[EXTRACT TO READ]
Zoom claimed that its meetings were secure because they were end-to-end encrypted – the top standard for connected security. But it turned out that things weren’t quite what they seemed. The Intercept notes that Zoom now says:

“When we use the phrase ‘End to End’ in our other literature, it is in reference to the connection being encrypted from Zoom end point to Zoom end point,” the Zoom spokesperson wrote, apparently referring to Zoom servers as “end points” even though they sit between Zoom clients.

As The Action Network explains, that’s bad, because it means that Zoom employees could be eavesdropping on conversations. Maybe that’s unlikely, but it also means that governments can demand access to online meetings in the knowledge that it is something that Zoom could provide. The Action Network has started a new campaign that calls for Zoom to implement “default end to end encryption for all video, audio, and text chat”. Citizen Lab discovered that the encryption that is present is not optimal. Bruce Schneier even went so far as to write that this “indicates that there is no one at the company who knows anything about cryptography.” Citizen Lab also discovered the following:

Zoom, a Silicon Valley-based company, appears to own three companies in China through which at least 700 employees are paid to develop Zoom’s software. This arrangement is ostensibly an effort at labor arbitrage: Zoom can avoid paying US wages while selling to US customers, thus increasing their profit margin. However, this arrangement may make Zoom responsive to pressure from Chinese authorities.
[/EXTRACT TO READ]
[RECORDS SHOWN]
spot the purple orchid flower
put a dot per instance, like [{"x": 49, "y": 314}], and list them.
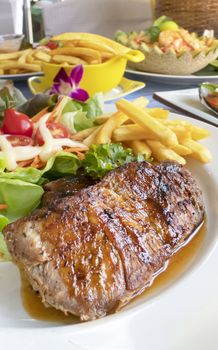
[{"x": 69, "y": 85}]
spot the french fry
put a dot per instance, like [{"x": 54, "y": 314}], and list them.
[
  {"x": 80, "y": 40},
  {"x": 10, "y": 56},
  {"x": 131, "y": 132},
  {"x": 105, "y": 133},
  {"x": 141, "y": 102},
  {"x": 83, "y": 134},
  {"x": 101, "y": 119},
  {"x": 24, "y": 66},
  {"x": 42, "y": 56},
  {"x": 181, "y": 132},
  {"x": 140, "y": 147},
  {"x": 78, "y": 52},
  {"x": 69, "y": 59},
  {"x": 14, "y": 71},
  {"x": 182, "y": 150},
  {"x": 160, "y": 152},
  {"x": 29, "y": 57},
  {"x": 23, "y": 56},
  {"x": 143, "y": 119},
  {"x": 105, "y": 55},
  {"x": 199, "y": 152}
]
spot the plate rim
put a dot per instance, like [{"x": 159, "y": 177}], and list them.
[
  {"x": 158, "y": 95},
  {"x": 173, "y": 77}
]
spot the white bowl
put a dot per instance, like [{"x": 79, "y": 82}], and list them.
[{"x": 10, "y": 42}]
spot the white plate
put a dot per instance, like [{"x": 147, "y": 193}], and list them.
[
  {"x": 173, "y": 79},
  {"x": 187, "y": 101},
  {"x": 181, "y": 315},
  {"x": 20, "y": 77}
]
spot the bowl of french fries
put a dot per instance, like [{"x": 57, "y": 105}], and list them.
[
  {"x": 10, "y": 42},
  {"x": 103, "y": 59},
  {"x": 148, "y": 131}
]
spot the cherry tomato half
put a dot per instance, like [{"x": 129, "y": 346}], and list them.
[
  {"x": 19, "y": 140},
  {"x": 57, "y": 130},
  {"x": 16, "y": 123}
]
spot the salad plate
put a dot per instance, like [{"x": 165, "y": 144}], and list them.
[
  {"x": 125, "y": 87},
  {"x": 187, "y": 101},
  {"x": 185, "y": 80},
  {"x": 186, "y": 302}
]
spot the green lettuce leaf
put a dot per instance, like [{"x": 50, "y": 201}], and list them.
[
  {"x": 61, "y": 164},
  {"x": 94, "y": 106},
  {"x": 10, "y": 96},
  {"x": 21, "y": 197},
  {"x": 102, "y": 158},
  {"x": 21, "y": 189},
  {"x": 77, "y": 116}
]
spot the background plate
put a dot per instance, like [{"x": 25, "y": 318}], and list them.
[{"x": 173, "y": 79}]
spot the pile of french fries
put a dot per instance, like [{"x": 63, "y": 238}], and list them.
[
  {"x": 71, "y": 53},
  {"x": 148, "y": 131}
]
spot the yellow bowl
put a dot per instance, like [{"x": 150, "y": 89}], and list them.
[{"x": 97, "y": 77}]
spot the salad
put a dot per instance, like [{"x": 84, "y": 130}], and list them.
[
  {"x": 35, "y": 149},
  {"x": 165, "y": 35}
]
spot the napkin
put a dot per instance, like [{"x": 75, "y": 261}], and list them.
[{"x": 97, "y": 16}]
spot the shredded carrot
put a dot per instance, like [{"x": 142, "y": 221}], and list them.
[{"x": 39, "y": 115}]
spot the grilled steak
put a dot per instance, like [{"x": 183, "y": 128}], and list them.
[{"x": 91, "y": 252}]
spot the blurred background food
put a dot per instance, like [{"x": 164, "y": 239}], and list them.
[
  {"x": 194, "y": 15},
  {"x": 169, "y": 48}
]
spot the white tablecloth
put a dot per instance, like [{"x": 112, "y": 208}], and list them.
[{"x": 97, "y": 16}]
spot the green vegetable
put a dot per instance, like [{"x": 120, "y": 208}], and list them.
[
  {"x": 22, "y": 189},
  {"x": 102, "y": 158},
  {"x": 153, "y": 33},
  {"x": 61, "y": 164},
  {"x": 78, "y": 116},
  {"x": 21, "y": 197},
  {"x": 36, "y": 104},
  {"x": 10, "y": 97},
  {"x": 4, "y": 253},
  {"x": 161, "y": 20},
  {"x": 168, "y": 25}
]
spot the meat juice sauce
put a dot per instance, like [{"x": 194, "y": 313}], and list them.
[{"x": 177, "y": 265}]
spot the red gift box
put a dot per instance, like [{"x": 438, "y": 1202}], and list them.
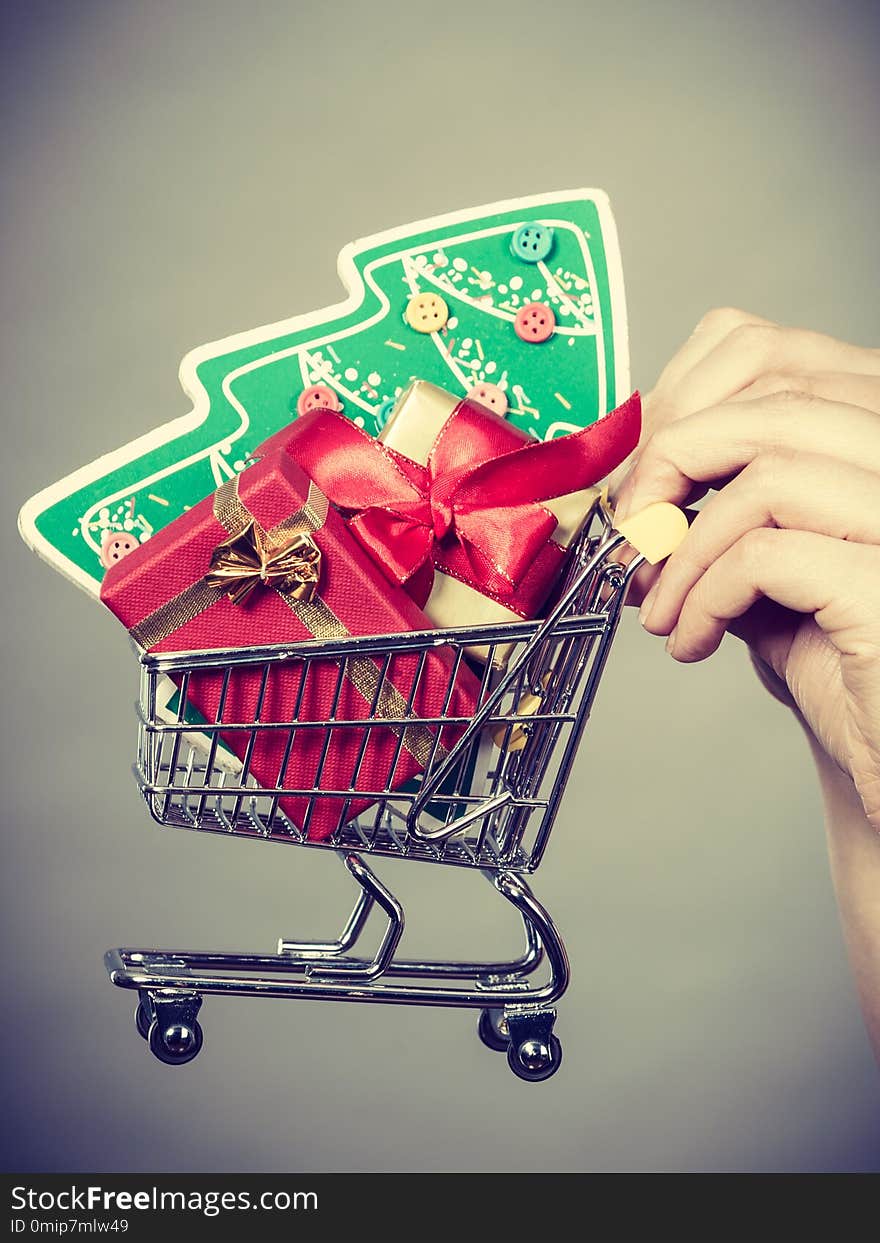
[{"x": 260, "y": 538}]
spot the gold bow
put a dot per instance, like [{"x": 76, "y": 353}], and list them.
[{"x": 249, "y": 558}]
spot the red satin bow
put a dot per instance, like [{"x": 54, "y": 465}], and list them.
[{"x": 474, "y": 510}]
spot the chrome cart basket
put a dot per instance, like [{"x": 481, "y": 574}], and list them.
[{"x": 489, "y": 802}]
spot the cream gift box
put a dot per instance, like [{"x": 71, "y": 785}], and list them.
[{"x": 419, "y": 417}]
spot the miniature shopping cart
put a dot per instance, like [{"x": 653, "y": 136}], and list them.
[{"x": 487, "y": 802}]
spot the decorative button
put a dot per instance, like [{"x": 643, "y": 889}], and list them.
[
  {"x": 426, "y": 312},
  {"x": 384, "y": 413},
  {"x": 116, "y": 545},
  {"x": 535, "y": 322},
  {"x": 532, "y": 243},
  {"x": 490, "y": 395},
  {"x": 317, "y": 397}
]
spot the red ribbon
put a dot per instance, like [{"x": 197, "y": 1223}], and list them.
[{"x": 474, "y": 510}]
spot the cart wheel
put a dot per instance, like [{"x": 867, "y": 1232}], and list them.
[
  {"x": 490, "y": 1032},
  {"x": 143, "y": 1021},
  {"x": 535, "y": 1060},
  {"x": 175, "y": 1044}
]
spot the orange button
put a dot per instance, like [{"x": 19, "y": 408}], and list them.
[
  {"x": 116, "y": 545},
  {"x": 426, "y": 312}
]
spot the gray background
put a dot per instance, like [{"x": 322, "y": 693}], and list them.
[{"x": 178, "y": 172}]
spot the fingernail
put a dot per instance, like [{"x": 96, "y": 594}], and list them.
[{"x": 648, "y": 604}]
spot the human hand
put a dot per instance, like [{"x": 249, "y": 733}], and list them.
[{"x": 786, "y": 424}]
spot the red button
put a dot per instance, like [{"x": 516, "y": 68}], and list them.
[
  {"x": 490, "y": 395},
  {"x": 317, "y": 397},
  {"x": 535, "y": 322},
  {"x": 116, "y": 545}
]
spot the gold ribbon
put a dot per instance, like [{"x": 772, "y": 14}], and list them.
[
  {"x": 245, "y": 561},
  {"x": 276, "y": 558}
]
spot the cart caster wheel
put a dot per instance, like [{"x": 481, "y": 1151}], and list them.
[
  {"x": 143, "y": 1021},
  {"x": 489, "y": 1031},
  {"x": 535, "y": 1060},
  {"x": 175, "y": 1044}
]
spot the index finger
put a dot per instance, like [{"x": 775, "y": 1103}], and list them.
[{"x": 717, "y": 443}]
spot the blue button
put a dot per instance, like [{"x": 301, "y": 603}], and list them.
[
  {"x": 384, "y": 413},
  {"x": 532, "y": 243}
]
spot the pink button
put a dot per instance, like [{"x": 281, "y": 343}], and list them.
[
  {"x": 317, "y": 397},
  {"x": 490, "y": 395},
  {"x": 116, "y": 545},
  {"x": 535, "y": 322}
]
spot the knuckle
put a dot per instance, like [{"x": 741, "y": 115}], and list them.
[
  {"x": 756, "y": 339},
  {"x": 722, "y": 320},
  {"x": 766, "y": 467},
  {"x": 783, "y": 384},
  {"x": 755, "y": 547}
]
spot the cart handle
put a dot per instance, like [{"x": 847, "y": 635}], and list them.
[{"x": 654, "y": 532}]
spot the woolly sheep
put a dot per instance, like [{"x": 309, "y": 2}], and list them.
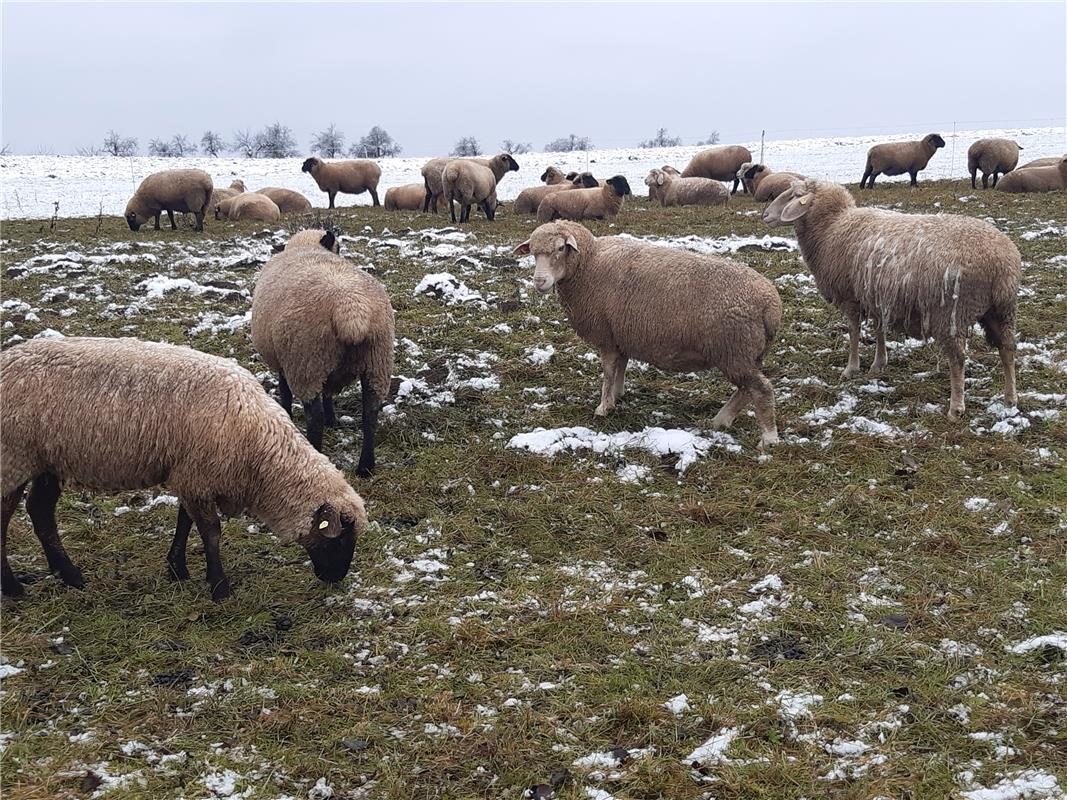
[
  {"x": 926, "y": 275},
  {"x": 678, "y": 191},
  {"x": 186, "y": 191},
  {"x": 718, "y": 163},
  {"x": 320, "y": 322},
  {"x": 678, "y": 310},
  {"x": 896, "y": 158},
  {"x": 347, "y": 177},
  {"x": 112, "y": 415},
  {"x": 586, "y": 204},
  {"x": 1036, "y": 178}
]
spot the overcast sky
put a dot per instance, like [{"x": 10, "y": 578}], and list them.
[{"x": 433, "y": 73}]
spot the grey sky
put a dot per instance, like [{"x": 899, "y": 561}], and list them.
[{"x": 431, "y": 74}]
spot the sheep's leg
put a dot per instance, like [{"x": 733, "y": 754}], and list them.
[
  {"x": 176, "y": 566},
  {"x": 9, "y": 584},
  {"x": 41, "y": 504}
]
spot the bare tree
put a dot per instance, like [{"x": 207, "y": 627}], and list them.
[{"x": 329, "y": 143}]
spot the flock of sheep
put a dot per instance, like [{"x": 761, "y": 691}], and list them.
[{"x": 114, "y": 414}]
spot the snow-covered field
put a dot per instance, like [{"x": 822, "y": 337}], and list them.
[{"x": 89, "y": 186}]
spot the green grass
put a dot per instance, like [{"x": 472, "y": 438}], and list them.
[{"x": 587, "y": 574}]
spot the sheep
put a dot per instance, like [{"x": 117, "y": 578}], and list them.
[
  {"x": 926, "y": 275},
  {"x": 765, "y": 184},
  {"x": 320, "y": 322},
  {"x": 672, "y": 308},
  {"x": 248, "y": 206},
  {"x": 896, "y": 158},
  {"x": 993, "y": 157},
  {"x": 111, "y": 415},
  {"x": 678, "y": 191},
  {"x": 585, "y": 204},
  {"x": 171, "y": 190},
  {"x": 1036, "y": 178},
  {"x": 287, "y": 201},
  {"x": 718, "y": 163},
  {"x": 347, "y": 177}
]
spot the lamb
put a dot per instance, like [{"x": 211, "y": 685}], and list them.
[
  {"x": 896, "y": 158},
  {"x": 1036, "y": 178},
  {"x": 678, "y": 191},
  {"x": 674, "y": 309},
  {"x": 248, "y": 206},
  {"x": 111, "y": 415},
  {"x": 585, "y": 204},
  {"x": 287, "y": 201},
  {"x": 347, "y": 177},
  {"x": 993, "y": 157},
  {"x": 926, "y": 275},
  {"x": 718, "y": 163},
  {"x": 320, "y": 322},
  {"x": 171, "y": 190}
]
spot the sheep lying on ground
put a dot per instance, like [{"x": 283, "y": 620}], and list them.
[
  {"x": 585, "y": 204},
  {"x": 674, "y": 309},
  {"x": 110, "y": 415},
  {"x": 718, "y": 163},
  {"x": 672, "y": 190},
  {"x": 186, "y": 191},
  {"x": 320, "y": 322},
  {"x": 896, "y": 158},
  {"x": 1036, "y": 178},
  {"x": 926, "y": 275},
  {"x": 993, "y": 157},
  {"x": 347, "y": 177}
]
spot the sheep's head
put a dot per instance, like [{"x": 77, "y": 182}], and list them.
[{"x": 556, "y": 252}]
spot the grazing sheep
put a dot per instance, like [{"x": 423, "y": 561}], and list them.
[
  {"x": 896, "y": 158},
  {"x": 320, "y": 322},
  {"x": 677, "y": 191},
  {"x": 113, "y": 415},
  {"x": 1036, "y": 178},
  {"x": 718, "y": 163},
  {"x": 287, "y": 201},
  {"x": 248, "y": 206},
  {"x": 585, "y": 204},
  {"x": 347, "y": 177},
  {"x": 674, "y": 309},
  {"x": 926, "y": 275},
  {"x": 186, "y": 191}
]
[/RECORDS SHOWN]
### ASSIGNMENT
According to the text on Zoom's encryption, how many employees are paid through the companies in China that Zoom appears to own?

### SOLVED EXERCISE
At least 700 employees.